Jun 3, 2007
The sale of Chrysler to Cerberus hangs over the auto workers’ heads like a threat, warning workers they better go along with company demands or else.
All three companies – GM, Ford and Cerberus/Chrysler – have already issued their demands for the upcoming contract negotiations.
The companies want, number one, reduction or elimination of their responsibility for retiree medical care.
GM and Ford had already moved in this direction with the contract re-opener pushed through in 2005, which reduced medical coverage for retirees.
That re-opener was only the beginning. It didn’t involve big cuts for the retirees. BUT it did establish the principle that benefits promised to active workers FOR LIFE could be taken away from them after they retired.
The auto companies also want, number two, a lower wage rate for new hires, a permanent two-tier arrangement, though which workers hired in the future will never make as much as workers currently working.

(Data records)
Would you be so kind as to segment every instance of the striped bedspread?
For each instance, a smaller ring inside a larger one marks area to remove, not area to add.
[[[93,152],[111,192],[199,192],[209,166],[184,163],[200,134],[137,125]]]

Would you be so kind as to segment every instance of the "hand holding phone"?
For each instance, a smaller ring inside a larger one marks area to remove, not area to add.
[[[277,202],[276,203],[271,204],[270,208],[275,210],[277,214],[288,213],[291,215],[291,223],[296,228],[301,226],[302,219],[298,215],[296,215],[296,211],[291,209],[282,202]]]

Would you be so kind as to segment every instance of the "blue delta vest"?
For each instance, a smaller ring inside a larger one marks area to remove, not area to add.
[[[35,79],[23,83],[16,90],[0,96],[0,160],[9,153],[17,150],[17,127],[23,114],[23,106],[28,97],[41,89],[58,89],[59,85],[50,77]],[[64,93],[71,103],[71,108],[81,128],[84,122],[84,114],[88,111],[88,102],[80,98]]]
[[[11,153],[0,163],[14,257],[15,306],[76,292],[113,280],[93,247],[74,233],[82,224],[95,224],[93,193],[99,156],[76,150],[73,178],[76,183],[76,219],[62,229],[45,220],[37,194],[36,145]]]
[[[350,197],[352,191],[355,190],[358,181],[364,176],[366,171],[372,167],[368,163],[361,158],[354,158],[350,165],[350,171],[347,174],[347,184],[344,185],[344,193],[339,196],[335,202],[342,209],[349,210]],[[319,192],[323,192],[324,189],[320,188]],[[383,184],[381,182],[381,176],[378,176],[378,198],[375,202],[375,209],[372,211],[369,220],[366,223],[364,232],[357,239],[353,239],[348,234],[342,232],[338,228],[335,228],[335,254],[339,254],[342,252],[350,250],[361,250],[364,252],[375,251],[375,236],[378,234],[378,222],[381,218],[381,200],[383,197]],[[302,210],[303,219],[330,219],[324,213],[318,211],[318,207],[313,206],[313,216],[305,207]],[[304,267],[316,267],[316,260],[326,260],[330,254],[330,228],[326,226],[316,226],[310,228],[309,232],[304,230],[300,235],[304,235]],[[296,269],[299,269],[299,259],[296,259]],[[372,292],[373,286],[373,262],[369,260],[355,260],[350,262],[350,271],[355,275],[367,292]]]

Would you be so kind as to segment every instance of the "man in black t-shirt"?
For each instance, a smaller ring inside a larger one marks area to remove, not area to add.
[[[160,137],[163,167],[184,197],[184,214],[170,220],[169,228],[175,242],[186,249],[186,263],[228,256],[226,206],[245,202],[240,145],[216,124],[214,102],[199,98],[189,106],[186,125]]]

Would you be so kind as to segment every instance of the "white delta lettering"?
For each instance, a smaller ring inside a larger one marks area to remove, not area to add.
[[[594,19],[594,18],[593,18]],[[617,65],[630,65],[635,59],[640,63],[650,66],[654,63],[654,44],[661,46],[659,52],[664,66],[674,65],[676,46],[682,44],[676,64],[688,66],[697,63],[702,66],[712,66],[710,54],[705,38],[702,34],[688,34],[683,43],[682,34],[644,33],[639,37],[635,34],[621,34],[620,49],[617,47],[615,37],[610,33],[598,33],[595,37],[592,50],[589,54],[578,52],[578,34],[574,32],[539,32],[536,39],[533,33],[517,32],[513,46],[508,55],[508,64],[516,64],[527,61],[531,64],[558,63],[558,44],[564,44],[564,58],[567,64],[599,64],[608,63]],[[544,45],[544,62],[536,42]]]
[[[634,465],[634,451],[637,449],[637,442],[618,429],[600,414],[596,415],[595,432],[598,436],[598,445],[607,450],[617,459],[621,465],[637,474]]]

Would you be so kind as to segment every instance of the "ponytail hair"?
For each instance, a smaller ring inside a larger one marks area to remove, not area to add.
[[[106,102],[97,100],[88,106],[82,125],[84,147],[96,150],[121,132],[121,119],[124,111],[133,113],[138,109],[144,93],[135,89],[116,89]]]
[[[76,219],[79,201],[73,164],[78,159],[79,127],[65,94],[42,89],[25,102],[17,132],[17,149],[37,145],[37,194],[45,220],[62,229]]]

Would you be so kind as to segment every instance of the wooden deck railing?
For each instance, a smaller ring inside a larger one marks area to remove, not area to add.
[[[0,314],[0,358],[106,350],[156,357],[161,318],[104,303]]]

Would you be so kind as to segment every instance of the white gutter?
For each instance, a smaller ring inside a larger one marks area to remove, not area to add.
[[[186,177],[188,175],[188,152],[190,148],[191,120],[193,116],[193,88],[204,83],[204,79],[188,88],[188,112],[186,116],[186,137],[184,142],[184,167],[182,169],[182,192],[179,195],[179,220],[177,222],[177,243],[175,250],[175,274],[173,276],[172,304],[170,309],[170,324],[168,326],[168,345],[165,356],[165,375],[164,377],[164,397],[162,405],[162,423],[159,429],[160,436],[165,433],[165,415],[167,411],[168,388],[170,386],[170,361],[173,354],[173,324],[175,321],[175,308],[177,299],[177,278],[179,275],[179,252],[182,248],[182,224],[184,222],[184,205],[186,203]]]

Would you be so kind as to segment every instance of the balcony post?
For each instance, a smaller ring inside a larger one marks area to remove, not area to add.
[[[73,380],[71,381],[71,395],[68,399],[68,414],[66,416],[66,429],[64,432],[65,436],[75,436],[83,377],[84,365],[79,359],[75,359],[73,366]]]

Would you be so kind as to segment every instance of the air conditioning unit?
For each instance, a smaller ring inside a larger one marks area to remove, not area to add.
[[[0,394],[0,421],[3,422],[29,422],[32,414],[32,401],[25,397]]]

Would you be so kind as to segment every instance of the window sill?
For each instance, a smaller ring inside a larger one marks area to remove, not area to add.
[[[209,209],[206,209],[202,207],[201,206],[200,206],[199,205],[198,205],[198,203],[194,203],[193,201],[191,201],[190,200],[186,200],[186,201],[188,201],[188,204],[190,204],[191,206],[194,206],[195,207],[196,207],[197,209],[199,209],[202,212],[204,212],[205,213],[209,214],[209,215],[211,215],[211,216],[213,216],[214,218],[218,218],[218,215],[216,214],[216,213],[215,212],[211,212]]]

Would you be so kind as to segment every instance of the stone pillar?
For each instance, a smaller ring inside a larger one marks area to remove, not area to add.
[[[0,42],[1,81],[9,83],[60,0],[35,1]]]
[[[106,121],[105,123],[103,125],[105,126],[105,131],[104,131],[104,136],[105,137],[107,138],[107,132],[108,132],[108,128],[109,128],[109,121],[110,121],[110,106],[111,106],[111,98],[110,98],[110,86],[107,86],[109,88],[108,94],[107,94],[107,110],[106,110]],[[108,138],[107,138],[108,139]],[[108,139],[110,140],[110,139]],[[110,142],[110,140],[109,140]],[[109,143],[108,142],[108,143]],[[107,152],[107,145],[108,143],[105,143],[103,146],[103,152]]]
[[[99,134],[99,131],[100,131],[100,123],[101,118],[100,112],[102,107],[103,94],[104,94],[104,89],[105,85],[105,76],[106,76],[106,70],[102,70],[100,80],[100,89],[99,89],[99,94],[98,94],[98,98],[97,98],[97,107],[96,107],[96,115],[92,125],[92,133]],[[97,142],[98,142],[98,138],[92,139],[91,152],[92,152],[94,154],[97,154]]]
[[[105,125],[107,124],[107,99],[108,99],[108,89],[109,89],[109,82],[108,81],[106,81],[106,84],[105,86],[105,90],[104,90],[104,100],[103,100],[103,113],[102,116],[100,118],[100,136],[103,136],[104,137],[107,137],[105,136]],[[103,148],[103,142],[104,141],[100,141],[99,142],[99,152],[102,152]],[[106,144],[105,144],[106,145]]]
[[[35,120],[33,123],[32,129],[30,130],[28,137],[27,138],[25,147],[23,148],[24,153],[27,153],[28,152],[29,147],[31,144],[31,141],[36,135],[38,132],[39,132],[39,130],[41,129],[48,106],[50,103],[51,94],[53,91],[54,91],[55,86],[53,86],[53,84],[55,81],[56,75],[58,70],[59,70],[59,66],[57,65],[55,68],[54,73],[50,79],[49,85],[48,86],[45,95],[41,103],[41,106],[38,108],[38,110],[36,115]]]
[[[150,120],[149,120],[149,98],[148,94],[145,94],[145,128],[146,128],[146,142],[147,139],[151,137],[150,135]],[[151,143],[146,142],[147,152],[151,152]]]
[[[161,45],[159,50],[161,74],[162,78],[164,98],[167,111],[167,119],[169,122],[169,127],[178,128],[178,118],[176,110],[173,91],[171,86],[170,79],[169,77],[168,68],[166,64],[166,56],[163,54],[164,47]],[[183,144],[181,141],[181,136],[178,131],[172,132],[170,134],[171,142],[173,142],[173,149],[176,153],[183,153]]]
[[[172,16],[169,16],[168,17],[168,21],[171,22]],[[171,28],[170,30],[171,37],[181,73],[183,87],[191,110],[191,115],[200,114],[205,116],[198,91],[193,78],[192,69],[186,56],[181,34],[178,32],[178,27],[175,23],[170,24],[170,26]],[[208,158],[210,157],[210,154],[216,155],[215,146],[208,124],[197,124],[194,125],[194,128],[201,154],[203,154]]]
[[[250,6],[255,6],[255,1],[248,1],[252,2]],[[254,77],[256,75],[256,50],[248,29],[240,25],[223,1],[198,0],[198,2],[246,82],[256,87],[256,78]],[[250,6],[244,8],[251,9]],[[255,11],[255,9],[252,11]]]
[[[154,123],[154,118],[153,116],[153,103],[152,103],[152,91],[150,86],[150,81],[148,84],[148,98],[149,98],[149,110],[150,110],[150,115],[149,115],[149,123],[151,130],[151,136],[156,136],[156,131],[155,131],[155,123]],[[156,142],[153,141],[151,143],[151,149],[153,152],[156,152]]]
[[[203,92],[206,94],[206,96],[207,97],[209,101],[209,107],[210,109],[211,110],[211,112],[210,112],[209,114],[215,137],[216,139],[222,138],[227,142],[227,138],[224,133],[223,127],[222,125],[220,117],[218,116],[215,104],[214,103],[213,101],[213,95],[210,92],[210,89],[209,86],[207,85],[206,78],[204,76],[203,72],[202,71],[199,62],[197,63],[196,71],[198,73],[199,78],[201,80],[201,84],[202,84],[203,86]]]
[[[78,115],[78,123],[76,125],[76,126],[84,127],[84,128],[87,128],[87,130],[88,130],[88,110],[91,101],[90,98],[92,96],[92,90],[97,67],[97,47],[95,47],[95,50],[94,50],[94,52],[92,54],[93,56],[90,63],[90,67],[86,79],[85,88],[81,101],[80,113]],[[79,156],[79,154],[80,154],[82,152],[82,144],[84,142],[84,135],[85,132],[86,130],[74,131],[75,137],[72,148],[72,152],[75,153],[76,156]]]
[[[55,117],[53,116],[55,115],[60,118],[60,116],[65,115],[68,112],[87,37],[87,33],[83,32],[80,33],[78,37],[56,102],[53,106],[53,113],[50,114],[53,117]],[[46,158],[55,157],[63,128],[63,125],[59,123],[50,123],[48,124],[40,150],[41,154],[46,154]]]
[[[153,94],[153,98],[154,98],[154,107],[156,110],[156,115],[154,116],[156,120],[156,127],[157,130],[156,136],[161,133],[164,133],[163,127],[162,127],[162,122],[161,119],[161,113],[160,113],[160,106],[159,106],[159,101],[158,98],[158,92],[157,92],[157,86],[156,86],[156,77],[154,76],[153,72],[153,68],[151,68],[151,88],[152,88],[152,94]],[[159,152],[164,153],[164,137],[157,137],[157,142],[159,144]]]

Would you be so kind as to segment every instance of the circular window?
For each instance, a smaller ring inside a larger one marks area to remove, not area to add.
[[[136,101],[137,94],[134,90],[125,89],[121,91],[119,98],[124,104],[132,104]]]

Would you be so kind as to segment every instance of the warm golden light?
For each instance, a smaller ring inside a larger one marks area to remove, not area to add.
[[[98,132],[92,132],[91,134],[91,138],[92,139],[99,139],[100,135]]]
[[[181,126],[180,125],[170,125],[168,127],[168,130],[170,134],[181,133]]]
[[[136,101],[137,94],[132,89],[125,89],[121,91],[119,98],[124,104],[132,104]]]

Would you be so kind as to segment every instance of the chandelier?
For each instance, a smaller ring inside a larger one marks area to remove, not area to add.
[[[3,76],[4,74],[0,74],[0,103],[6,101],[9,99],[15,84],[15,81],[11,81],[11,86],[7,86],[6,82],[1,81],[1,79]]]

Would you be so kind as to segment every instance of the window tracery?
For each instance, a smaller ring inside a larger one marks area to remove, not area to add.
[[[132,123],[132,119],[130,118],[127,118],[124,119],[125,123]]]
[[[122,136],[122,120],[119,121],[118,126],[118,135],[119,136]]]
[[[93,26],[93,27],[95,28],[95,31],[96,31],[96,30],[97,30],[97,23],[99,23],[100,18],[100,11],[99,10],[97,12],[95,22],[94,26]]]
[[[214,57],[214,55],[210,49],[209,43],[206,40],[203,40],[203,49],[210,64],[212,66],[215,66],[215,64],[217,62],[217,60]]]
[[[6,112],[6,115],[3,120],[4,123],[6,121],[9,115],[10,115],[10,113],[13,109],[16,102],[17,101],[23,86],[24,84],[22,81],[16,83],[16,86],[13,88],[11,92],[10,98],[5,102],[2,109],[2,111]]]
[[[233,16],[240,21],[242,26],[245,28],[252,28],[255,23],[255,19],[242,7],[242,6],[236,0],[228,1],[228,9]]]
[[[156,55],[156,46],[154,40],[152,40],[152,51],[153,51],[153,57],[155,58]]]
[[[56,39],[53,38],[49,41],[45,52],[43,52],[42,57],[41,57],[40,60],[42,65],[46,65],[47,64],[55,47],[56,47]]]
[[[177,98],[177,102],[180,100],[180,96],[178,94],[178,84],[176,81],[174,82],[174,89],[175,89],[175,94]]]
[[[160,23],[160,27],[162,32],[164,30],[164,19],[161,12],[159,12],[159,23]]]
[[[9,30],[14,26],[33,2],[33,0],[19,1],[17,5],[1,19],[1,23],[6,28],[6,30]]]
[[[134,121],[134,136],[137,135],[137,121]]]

▶ [Directions for this task] Edit the reading text on the auto contract negotiations, starting at "Jun 3, 2007" and ending at "after they retired.", replacing "re-opener" with "contract amendment".

▶ [Written answer]
Jun 3, 2007
The sale of Chrysler to Cerberus hangs over the auto workers’ heads like a threat, warning workers they better go along with company demands or else.
All three companies – GM, Ford and Cerberus/Chrysler – have already issued their demands for the upcoming contract negotiations.
The companies want, number one, reduction or elimination of their responsibility for retiree medical care.
GM and Ford had already moved in this direction with the contract contract amendment pushed through in 2005, which reduced medical coverage for retirees.
That contract amendment was only the beginning. It didn’t involve big cuts for the retirees. BUT it did establish the principle that benefits promised to active workers FOR LIFE could be taken away from them after they retired.